▸ What this task involves: List each line in the data below that contains the word "table", copying every such line in full.

▸ Information supplied:
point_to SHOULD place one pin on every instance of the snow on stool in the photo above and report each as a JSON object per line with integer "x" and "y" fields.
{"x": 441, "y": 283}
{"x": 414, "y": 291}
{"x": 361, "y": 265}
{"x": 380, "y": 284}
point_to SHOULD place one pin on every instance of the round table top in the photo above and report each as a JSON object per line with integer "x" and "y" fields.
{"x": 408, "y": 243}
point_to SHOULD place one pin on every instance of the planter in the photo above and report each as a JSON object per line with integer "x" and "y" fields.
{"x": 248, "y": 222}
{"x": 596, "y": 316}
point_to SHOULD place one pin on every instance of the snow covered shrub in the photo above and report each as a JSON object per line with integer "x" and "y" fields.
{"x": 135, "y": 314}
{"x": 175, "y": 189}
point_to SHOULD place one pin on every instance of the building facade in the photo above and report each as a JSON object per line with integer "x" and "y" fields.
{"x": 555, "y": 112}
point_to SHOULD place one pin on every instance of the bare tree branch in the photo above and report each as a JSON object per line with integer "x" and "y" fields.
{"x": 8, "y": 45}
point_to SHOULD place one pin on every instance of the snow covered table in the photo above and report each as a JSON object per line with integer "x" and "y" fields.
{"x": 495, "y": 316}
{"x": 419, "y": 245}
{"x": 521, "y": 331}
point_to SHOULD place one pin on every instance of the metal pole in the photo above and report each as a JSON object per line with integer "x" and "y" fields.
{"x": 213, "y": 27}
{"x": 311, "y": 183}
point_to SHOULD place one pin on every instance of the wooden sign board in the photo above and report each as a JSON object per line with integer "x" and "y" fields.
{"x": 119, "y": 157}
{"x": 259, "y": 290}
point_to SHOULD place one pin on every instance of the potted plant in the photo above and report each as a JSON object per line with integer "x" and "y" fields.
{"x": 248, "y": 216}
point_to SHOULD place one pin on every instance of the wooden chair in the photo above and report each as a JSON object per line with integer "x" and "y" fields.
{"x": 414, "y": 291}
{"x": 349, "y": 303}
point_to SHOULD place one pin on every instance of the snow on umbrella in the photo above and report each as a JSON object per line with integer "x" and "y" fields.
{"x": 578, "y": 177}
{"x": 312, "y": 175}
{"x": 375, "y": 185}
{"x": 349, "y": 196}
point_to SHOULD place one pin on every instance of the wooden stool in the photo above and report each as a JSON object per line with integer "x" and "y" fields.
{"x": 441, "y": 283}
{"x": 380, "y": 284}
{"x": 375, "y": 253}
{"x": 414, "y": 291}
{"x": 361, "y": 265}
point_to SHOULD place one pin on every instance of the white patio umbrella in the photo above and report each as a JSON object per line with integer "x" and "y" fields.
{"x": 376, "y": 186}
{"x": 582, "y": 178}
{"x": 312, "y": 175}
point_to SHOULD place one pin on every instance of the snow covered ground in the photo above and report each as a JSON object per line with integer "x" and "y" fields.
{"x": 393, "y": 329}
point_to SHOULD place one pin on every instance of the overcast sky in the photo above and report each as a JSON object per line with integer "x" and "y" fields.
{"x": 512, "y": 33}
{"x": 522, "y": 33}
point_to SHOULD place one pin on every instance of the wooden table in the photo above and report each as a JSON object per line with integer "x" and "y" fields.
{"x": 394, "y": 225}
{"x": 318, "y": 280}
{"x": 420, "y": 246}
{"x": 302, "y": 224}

* * *

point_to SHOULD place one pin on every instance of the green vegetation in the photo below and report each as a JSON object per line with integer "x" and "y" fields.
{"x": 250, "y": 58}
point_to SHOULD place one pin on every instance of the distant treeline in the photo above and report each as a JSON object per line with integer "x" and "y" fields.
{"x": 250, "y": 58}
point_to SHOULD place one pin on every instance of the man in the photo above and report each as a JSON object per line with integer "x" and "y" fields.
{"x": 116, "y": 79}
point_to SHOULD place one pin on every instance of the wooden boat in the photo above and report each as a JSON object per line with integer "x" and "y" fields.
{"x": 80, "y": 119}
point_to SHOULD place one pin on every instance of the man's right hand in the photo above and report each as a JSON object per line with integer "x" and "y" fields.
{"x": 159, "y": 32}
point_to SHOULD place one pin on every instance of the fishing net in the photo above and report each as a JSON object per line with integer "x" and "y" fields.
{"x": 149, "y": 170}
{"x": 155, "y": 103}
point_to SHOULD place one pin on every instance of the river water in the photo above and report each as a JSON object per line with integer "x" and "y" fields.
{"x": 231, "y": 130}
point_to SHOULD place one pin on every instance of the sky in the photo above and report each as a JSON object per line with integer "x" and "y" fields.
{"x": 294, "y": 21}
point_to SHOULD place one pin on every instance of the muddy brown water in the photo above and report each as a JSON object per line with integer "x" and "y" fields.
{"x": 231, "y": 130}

▸ Exercise output:
point_to SHOULD place one pin on every instance of the round table top in the photo above and report each as a JSON object per line with integer "x" and "y" fields.
point_to SHOULD place one pin on every instance of the snow covered table in the photo above and report each as a JSON object per line with integer "x" and "y" fields.
point_to SHOULD place one pin on every instance of the wooden table in the photo above and report each as a JSON object per line with integer "x" and "y" fields.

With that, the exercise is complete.